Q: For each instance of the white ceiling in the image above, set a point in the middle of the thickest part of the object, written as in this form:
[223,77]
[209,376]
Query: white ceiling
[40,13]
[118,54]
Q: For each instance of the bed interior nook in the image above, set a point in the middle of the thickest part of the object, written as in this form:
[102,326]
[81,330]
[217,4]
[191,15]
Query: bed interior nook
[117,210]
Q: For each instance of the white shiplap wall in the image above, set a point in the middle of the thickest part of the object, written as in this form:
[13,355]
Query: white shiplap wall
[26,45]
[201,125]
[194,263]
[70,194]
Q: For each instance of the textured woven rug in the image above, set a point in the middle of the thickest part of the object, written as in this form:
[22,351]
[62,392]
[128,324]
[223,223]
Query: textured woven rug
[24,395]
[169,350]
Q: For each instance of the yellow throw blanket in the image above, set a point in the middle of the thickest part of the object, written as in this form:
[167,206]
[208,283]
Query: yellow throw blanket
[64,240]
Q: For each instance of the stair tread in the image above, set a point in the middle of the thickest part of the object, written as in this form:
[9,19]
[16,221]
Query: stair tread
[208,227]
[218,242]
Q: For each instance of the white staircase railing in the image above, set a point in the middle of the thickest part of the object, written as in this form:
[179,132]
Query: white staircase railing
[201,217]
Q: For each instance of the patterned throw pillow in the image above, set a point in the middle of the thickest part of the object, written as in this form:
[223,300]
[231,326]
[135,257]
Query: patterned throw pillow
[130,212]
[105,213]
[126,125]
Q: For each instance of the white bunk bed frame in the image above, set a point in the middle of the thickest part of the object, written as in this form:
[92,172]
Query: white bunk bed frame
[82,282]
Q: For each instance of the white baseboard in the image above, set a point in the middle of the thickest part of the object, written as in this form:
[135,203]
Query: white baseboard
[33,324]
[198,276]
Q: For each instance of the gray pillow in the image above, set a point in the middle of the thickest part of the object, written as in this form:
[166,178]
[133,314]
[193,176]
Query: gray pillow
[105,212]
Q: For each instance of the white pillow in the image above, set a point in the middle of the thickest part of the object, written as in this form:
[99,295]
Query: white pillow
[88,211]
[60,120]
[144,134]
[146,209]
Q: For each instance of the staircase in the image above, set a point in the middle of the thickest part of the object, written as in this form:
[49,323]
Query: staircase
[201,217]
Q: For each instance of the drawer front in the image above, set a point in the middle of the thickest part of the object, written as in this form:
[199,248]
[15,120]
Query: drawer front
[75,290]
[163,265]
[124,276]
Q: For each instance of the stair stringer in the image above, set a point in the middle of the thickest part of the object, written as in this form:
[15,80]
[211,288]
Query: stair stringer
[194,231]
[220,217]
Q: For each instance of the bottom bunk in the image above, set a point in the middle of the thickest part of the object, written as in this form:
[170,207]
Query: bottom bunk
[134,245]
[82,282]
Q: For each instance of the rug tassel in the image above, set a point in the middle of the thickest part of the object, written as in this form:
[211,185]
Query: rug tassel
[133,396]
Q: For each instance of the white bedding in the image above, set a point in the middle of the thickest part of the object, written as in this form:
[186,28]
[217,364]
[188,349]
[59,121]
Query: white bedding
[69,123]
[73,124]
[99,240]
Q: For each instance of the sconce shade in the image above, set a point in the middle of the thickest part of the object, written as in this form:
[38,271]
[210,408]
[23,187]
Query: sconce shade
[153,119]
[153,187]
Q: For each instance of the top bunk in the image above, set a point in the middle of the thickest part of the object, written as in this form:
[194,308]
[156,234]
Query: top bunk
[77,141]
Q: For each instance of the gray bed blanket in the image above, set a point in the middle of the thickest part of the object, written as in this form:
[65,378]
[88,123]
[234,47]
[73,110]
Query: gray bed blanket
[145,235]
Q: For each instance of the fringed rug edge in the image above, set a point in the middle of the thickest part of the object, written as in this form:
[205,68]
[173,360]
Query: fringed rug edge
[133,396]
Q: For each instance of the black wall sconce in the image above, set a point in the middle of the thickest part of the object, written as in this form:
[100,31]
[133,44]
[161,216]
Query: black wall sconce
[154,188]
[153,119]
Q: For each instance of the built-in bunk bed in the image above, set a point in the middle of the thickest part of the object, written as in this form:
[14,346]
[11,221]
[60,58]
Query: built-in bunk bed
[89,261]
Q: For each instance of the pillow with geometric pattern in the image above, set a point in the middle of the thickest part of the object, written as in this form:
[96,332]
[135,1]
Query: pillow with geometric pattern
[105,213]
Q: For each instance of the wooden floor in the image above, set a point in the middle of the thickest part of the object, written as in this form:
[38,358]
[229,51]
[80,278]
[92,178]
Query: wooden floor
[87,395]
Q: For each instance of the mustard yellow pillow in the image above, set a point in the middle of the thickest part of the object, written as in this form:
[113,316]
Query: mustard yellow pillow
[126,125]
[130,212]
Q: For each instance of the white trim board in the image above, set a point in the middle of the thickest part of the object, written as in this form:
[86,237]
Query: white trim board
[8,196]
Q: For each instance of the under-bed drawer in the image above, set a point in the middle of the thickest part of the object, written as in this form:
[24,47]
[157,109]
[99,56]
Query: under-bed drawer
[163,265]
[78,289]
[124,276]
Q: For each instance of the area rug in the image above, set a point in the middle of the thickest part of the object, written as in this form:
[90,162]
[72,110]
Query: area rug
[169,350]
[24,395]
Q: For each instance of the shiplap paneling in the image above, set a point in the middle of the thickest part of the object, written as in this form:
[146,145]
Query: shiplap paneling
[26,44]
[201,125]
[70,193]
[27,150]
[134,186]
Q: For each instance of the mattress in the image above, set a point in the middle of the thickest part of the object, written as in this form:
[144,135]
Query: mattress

□ □ □ □ □ □ □

=== Task to complete ===
Extract each line holding the word "mattress" from the records.

=== Expected answer ===
Q: For each instance of the mattress in the image above, set a point in the middle of the thickest part of the object, written as in this form:
Query: mattress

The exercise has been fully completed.